■ **EXERCISE DIRECTIONS**: Reproduce the listing below verbatim, line for line.

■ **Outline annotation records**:
— START —

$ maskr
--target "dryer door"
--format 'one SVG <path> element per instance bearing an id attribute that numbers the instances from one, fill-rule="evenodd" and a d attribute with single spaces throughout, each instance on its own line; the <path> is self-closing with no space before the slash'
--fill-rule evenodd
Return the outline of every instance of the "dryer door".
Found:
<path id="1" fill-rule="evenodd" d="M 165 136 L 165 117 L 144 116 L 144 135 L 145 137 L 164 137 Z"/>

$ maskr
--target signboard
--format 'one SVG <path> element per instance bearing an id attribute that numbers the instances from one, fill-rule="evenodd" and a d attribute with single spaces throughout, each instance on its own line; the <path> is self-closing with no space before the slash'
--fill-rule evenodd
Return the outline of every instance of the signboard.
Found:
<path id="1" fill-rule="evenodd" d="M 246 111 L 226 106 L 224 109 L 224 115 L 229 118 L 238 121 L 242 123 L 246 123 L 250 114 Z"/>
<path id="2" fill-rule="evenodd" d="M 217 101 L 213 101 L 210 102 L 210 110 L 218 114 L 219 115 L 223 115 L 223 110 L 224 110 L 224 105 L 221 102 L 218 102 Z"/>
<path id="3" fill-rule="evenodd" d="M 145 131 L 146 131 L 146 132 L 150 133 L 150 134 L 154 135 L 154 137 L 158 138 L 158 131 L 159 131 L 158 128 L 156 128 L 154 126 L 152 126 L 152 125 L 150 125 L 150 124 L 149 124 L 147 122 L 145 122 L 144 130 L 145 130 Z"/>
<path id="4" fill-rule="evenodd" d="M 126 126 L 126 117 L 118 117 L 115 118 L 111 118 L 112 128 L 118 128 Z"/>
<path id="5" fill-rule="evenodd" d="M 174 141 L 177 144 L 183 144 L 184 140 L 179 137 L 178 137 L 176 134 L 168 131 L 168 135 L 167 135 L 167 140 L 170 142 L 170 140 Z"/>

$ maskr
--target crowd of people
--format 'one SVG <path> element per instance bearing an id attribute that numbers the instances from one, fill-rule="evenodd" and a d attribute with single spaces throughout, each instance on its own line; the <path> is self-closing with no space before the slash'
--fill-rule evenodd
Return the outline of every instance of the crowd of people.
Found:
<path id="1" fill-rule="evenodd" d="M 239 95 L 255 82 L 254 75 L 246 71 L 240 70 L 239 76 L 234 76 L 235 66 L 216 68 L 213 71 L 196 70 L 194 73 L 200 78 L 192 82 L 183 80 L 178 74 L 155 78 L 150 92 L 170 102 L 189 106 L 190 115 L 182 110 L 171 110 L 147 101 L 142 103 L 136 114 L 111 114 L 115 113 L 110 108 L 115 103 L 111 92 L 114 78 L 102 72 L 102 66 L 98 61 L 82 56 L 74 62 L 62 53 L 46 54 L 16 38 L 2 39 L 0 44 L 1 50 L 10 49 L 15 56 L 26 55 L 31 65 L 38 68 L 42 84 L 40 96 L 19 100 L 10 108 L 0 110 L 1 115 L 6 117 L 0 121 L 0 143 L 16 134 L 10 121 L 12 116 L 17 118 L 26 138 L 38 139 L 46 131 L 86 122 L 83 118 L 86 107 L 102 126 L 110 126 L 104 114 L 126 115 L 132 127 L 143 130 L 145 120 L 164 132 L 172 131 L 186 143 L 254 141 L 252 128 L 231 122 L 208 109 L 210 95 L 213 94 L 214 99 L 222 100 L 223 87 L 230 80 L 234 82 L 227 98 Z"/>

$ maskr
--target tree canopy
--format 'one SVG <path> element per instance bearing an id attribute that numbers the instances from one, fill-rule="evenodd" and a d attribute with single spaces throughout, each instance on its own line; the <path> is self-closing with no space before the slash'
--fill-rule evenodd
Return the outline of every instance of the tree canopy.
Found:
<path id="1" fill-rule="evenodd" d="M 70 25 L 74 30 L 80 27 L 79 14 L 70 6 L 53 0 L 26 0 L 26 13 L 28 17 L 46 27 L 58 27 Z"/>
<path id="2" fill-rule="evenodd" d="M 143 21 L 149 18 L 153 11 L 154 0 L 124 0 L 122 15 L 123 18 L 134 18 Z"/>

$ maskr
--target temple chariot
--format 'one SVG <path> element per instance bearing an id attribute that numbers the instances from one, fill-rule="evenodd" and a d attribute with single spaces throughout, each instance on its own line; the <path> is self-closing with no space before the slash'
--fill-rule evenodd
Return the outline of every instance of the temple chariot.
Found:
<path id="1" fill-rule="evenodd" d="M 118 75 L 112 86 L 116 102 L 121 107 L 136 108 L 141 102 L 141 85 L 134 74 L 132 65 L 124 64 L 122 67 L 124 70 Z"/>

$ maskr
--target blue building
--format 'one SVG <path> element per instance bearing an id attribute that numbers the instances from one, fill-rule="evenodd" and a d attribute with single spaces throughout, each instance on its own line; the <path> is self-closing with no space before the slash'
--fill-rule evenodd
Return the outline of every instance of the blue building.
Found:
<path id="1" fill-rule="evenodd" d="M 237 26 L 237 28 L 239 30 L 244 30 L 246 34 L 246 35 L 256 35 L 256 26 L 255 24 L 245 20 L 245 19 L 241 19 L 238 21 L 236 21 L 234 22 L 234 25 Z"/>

— END —

■ **RESULT FOR THIS EXERCISE**:
$ maskr
--target "dryer door"
--format 'one SVG <path> element per instance bearing an id attribute that numbers the instances from one, fill-rule="evenodd" and a d attribute with single spaces throughout, each instance on its own line; the <path> is self-closing with no space before the slash'
--fill-rule evenodd
Return the outline of every instance of the "dryer door".
Found:
<path id="1" fill-rule="evenodd" d="M 165 136 L 165 117 L 144 116 L 144 135 L 145 137 L 164 137 Z"/>

$ maskr
--target signboard
--format 'one SVG <path> element per instance bearing an id attribute that numbers the instances from one, fill-rule="evenodd" and a d attribute with single spaces throughout, each instance on its own line; the <path> is self-closing with no space before the slash'
--fill-rule evenodd
Return the outline of every instance of the signboard.
Found:
<path id="1" fill-rule="evenodd" d="M 246 111 L 226 106 L 224 109 L 224 115 L 229 118 L 238 121 L 242 123 L 246 123 L 250 114 Z"/>
<path id="2" fill-rule="evenodd" d="M 217 101 L 213 101 L 210 102 L 210 110 L 218 114 L 219 115 L 223 115 L 223 110 L 224 110 L 224 105 L 221 102 L 218 102 Z"/>
<path id="3" fill-rule="evenodd" d="M 145 131 L 146 131 L 146 132 L 150 133 L 150 134 L 154 135 L 154 137 L 158 138 L 158 131 L 159 131 L 158 128 L 156 128 L 154 126 L 152 126 L 152 125 L 150 125 L 150 124 L 149 124 L 147 122 L 145 122 L 144 130 L 145 130 Z"/>
<path id="4" fill-rule="evenodd" d="M 126 126 L 126 117 L 118 117 L 115 118 L 111 118 L 112 128 L 118 128 Z"/>
<path id="5" fill-rule="evenodd" d="M 174 141 L 177 144 L 183 144 L 184 140 L 179 137 L 178 137 L 176 134 L 168 131 L 168 135 L 167 135 L 167 140 L 170 142 L 170 140 Z"/>

$ maskr
--target crowd of people
--format 'one SVG <path> element per instance bearing an id attribute that numbers the instances from one, fill-rule="evenodd" and a d attribute with single spaces throughout, each instance on its own line; the <path> is self-closing with no space before the slash'
--fill-rule evenodd
Return the outline of every instance of the crowd of people.
Found:
<path id="1" fill-rule="evenodd" d="M 239 95 L 255 82 L 254 75 L 246 71 L 240 70 L 239 76 L 234 76 L 235 66 L 216 68 L 213 71 L 196 70 L 194 73 L 200 78 L 192 82 L 183 80 L 178 74 L 155 78 L 150 92 L 170 102 L 189 106 L 190 115 L 182 110 L 171 110 L 147 101 L 142 103 L 136 114 L 111 114 L 115 113 L 110 108 L 115 103 L 111 92 L 114 78 L 102 72 L 102 66 L 98 61 L 82 56 L 74 62 L 62 53 L 46 54 L 16 38 L 2 39 L 0 44 L 1 50 L 10 49 L 15 56 L 26 55 L 31 65 L 38 68 L 42 84 L 40 96 L 19 100 L 10 108 L 0 110 L 1 115 L 6 117 L 0 121 L 0 143 L 16 134 L 10 121 L 12 116 L 17 118 L 26 138 L 38 139 L 46 131 L 86 122 L 83 118 L 86 107 L 102 126 L 110 126 L 104 114 L 126 115 L 132 127 L 143 130 L 145 120 L 164 132 L 172 131 L 186 143 L 254 141 L 252 128 L 231 122 L 208 109 L 210 95 L 213 94 L 214 99 L 222 100 L 223 87 L 230 80 L 234 82 L 227 98 Z"/>

$ maskr
--target tree canopy
--format 'one SVG <path> element per instance bearing an id attribute that numbers the instances from one, fill-rule="evenodd" and a d attribute with single spaces throughout, each instance on its own line; the <path> is self-closing with no space before the slash'
--fill-rule evenodd
Return the outline of every instance of the tree canopy.
Found:
<path id="1" fill-rule="evenodd" d="M 70 25 L 74 30 L 80 27 L 79 14 L 70 6 L 53 0 L 26 0 L 26 13 L 28 17 L 46 27 L 58 27 Z"/>
<path id="2" fill-rule="evenodd" d="M 143 21 L 149 18 L 153 11 L 154 0 L 124 0 L 122 15 L 123 18 L 134 18 Z"/>

$ maskr
--target temple chariot
--format 'one SVG <path> element per instance bearing an id attribute that numbers the instances from one, fill-rule="evenodd" and a d attribute with single spaces throughout, each instance on its own line; the <path> is self-closing with no space before the slash'
--fill-rule evenodd
Return the outline of every instance of the temple chariot.
Found:
<path id="1" fill-rule="evenodd" d="M 118 75 L 112 86 L 116 102 L 121 107 L 136 108 L 141 102 L 141 85 L 134 74 L 132 65 L 124 64 L 122 67 L 124 70 Z"/>

$ maskr
--target blue building
--format 'one SVG <path> element per instance bearing an id attribute that numbers the instances from one, fill-rule="evenodd" and a d attribute with single spaces throughout, each instance on its own line; the <path> is self-closing with no space before the slash'
--fill-rule evenodd
Return the outline of every instance of the blue building.
Found:
<path id="1" fill-rule="evenodd" d="M 237 26 L 237 28 L 239 30 L 244 30 L 246 34 L 246 35 L 256 35 L 256 26 L 255 24 L 245 20 L 245 19 L 241 19 L 238 21 L 236 21 L 234 22 L 234 25 Z"/>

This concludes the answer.